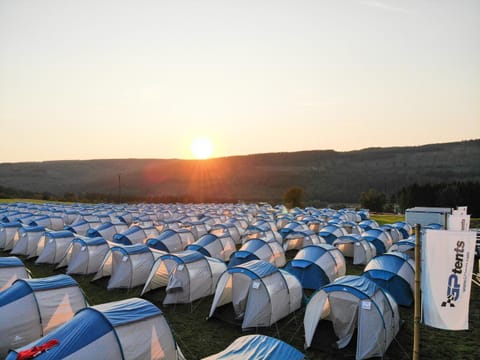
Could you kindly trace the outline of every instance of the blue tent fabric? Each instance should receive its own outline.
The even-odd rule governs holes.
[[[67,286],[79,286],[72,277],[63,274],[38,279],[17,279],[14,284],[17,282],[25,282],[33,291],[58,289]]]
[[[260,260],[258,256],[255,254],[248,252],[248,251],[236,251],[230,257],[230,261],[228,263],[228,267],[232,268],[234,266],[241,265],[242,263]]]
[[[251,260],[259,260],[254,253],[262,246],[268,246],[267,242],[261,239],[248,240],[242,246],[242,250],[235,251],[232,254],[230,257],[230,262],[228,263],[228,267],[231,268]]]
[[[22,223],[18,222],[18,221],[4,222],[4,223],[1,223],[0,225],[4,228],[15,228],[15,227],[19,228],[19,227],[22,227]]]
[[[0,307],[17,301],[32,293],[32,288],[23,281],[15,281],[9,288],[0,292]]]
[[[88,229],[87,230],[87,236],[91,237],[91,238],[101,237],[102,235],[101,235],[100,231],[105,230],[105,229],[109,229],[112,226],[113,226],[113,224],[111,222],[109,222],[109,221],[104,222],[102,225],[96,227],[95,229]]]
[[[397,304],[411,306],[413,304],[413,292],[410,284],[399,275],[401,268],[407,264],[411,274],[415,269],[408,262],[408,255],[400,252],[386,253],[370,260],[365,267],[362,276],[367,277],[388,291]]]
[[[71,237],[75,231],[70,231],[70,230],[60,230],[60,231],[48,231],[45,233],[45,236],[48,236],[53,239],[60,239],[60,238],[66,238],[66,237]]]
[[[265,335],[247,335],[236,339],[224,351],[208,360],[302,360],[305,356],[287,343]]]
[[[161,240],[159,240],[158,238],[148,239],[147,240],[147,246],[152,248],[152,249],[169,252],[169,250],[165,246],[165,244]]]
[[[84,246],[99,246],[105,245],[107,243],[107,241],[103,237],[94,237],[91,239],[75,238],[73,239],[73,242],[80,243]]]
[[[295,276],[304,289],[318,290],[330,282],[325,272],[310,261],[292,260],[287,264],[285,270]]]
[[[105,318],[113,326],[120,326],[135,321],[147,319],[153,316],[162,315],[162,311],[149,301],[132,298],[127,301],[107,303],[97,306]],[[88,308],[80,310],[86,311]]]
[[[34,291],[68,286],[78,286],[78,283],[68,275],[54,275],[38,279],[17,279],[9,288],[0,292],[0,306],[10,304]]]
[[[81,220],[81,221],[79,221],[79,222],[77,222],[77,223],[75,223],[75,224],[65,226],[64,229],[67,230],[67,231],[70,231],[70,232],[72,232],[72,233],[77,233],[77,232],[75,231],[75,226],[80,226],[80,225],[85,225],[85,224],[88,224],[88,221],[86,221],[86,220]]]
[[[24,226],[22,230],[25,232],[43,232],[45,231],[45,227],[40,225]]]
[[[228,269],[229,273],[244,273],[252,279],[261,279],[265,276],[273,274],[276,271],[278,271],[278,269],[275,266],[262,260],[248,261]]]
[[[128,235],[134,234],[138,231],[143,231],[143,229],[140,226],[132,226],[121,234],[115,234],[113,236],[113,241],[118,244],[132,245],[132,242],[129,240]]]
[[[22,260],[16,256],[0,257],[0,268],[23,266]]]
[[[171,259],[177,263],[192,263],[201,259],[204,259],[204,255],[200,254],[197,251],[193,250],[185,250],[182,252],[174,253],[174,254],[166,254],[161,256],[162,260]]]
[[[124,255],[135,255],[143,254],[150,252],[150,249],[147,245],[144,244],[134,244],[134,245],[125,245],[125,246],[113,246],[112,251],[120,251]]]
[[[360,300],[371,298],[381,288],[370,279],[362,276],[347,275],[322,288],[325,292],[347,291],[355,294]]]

★ ★ ★ ★ ★ ★ ★

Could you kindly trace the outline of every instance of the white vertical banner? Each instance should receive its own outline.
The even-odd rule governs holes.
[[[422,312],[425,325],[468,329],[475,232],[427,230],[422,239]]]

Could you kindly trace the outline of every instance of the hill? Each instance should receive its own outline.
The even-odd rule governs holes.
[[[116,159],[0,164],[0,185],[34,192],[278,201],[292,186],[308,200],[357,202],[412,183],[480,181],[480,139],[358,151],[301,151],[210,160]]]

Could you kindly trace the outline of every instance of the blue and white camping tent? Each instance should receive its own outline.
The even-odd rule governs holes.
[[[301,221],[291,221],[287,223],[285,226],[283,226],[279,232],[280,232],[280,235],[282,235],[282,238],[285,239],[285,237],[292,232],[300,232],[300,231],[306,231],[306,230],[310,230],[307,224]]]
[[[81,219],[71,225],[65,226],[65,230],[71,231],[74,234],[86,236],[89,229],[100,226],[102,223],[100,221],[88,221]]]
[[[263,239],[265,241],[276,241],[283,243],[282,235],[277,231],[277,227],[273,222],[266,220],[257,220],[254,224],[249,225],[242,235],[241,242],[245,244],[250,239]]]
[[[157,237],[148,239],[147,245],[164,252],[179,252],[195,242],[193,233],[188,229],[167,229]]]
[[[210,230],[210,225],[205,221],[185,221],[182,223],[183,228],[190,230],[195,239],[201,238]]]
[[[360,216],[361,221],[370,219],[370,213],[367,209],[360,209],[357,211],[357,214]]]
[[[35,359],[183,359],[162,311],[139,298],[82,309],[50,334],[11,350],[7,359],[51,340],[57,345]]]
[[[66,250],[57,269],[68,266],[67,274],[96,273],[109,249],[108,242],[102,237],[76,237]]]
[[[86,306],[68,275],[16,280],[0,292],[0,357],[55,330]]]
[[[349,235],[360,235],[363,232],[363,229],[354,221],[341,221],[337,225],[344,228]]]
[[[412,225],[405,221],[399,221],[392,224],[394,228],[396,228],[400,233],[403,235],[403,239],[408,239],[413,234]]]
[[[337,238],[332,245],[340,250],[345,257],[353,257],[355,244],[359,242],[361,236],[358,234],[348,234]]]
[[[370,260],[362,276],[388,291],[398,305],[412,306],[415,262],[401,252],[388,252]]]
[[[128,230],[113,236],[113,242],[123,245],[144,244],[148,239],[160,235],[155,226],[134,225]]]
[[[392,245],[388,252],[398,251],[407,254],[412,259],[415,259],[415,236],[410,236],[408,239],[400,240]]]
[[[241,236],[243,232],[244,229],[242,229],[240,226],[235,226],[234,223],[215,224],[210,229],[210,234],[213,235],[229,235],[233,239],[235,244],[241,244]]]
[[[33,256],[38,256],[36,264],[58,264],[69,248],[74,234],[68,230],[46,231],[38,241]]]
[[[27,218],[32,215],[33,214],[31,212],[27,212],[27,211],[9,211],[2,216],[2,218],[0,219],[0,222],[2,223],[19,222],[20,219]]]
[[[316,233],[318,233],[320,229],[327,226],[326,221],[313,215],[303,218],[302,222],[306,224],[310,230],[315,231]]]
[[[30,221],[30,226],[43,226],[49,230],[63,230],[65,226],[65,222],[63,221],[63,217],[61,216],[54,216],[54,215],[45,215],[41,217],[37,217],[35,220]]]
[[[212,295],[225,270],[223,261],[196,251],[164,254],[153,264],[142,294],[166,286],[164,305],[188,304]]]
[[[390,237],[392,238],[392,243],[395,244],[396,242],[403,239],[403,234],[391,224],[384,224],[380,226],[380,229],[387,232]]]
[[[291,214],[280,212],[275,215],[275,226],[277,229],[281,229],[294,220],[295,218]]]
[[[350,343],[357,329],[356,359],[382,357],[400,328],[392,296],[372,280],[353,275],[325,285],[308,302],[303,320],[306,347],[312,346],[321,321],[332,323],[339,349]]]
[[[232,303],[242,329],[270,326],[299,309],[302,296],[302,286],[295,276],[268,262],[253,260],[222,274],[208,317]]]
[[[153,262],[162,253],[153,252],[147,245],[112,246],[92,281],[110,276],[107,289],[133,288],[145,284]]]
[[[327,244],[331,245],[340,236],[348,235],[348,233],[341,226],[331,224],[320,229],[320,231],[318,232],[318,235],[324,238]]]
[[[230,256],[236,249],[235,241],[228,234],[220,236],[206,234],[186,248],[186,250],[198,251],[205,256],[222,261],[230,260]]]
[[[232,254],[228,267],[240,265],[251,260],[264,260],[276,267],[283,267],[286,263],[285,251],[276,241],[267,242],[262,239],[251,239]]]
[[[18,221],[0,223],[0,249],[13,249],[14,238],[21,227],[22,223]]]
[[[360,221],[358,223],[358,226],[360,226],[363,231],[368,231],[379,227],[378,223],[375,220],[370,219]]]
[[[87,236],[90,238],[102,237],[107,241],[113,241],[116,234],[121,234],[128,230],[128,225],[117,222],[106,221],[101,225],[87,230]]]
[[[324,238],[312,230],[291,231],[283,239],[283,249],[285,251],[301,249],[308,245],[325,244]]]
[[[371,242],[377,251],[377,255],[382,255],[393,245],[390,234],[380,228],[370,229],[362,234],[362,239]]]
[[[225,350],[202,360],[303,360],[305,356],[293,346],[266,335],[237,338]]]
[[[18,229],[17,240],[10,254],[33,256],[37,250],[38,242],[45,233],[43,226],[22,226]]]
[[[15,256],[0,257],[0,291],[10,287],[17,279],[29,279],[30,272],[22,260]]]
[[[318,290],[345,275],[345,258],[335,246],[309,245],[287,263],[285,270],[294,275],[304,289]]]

★ ★ ★ ★ ★ ★ ★

The problem: Search the entries for the word "white" and copy every line that holds it.

Result for this task:
Could you kindly trace the outline of every instance of the white vertical banner? Each instance should receive its own outline.
Could you kindly trace the outline of every instance of the blue and white camping tent? Each instance should receive its own outline.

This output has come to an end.